Point-based annotation data:
==============================

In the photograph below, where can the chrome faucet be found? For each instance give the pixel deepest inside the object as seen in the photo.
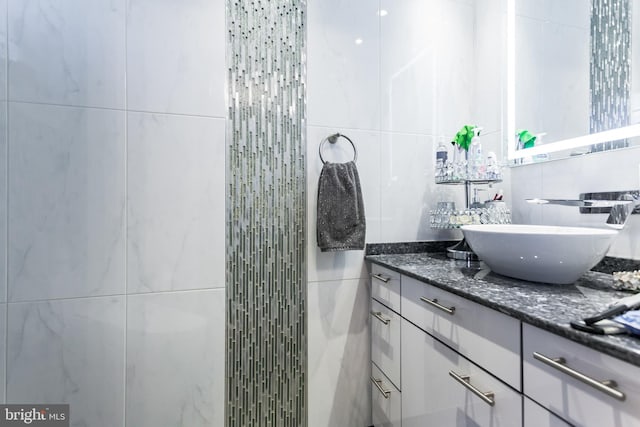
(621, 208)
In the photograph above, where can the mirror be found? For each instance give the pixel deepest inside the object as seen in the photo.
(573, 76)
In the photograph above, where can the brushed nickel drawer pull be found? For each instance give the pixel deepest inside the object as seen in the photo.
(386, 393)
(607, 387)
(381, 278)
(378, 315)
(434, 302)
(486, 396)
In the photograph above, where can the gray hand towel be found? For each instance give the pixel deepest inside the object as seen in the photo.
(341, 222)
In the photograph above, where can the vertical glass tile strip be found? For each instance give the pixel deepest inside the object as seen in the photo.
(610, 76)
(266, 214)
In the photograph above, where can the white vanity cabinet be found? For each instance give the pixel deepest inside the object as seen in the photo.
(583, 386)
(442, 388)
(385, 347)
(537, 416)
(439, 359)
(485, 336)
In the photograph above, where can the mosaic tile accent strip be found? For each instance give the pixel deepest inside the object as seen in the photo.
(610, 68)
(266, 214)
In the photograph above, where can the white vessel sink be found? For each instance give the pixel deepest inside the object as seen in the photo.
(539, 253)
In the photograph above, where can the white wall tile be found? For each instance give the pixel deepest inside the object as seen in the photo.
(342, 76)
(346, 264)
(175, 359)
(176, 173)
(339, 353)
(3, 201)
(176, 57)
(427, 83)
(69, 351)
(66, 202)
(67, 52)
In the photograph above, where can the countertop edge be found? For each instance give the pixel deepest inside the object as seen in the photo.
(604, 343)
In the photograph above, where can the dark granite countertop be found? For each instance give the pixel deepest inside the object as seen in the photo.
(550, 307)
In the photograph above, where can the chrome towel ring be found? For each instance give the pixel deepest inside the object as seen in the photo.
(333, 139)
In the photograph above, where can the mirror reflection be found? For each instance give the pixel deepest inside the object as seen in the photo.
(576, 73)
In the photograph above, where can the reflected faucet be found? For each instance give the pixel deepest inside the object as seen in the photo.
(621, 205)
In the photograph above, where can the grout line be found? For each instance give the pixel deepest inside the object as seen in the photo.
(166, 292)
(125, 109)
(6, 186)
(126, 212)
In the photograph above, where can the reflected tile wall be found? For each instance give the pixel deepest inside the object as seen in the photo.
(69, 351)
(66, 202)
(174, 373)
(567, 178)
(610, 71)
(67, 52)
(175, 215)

==============================

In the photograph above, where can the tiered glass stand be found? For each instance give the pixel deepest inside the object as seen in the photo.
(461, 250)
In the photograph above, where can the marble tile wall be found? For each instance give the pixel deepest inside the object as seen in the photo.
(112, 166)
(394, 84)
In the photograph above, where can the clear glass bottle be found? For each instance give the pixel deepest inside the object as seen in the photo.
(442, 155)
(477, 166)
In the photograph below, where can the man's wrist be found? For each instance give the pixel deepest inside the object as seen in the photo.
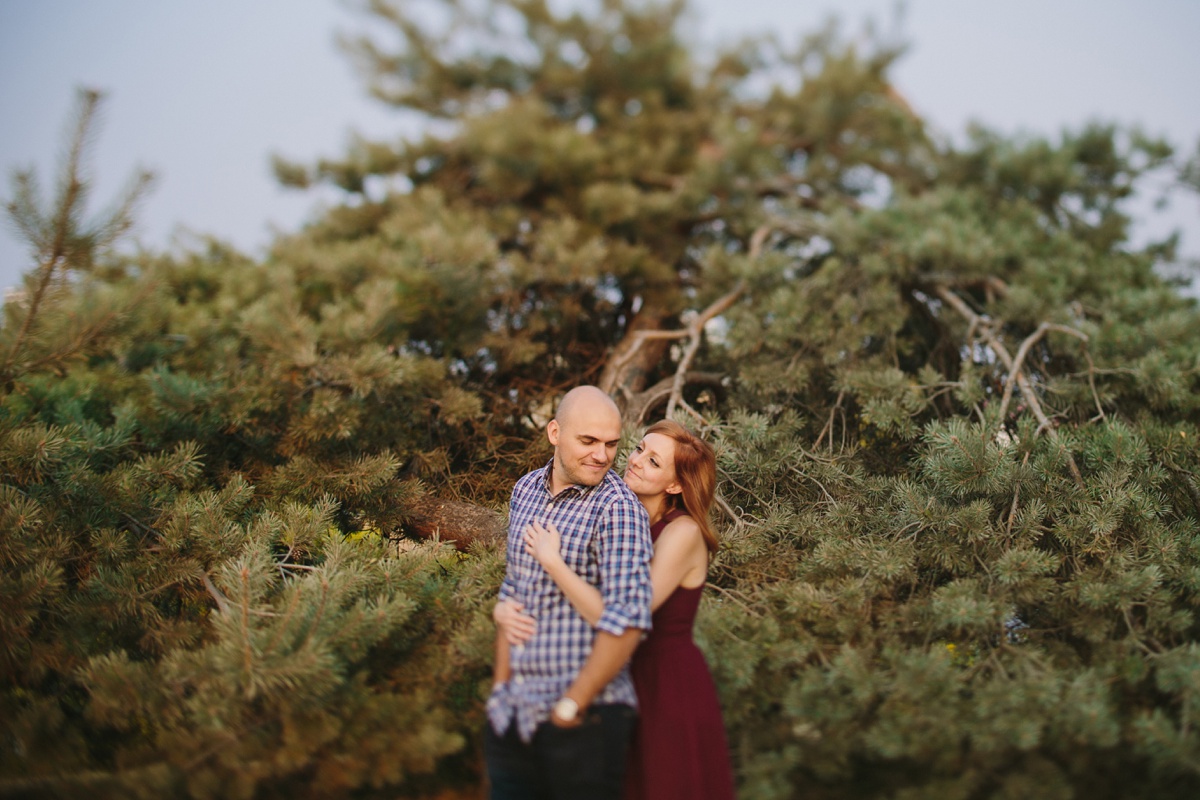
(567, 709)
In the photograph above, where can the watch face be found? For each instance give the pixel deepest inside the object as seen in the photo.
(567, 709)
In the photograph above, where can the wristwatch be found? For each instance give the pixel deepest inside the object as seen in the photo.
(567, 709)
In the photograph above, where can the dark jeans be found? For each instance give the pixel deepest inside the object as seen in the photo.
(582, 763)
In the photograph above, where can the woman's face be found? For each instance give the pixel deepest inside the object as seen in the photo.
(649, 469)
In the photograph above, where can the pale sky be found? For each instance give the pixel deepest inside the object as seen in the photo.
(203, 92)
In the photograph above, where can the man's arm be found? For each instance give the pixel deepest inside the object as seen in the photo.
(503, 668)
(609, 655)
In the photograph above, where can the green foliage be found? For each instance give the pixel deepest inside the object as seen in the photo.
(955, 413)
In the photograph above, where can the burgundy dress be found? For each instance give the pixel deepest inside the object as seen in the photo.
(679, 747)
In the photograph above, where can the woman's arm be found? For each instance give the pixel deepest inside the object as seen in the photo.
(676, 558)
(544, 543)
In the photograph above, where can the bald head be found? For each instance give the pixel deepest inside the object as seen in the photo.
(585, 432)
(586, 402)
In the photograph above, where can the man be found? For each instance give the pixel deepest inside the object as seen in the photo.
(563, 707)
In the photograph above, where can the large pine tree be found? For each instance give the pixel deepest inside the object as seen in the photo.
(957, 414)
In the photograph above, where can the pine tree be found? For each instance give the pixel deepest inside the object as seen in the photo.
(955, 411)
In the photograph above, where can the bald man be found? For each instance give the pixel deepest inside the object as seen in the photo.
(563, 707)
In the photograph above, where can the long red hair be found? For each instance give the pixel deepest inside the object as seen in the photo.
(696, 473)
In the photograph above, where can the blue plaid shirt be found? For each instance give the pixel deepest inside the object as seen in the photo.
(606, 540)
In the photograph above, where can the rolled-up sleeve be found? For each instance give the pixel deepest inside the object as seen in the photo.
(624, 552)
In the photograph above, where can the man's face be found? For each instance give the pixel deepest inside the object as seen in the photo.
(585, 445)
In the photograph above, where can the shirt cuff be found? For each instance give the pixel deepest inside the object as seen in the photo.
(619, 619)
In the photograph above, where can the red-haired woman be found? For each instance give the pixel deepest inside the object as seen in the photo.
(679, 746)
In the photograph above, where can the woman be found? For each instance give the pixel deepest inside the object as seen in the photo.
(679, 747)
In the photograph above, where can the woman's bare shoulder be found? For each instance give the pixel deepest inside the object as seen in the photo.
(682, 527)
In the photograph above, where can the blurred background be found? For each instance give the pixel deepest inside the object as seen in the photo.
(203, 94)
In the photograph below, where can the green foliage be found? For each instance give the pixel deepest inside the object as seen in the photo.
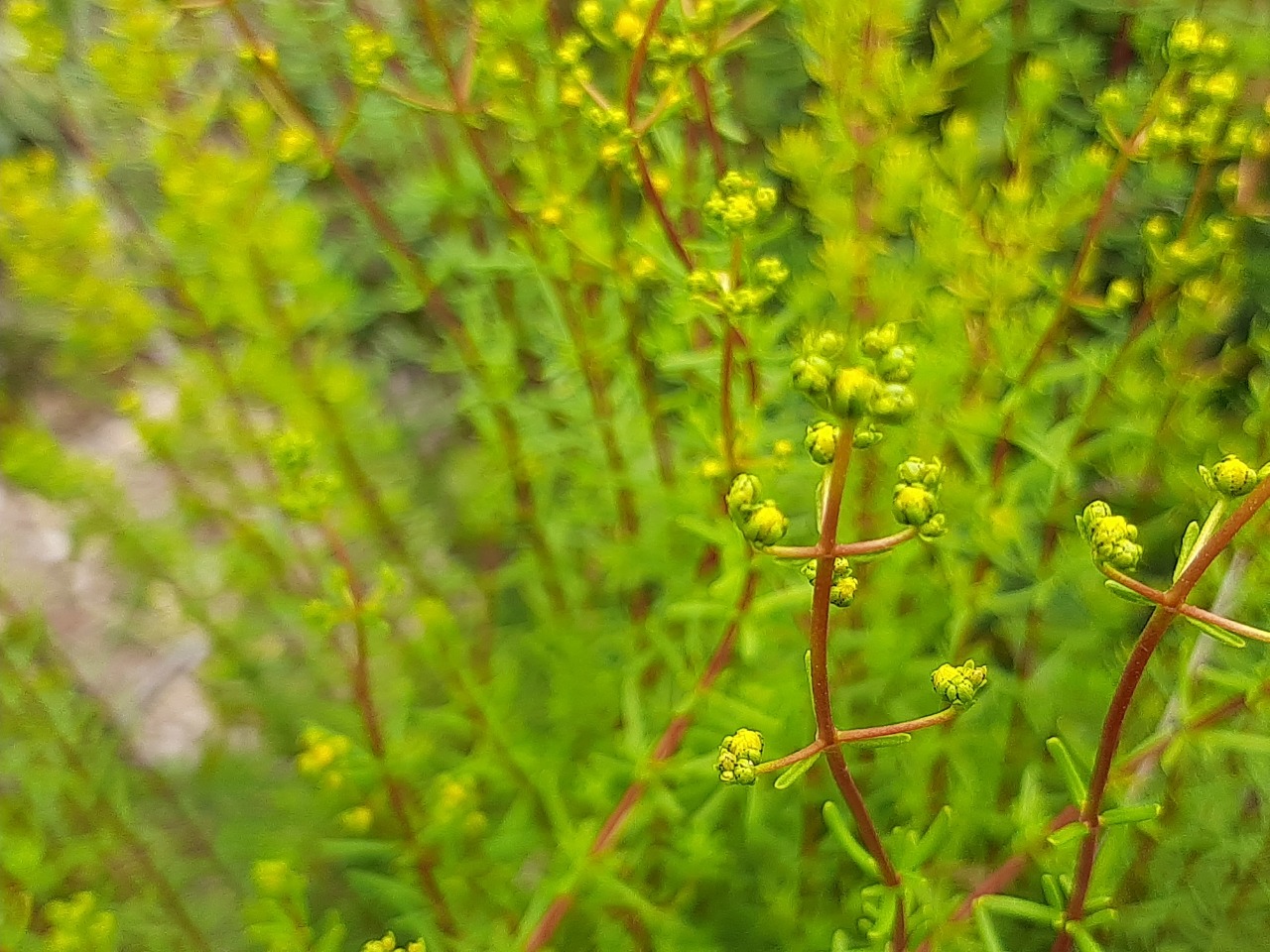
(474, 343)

==============================

Task goal - Please identify each line in the material above that contains the word "dark", and copy those lines.

Written response -
In the photograph above, where can the dark granite countertop be found? For each instance give the pixel deepest inside the object as seen in the photo.
In the photograph above, where can the dark jeans be found? For each instance give the pixel deepest inside the object as seen in the photo.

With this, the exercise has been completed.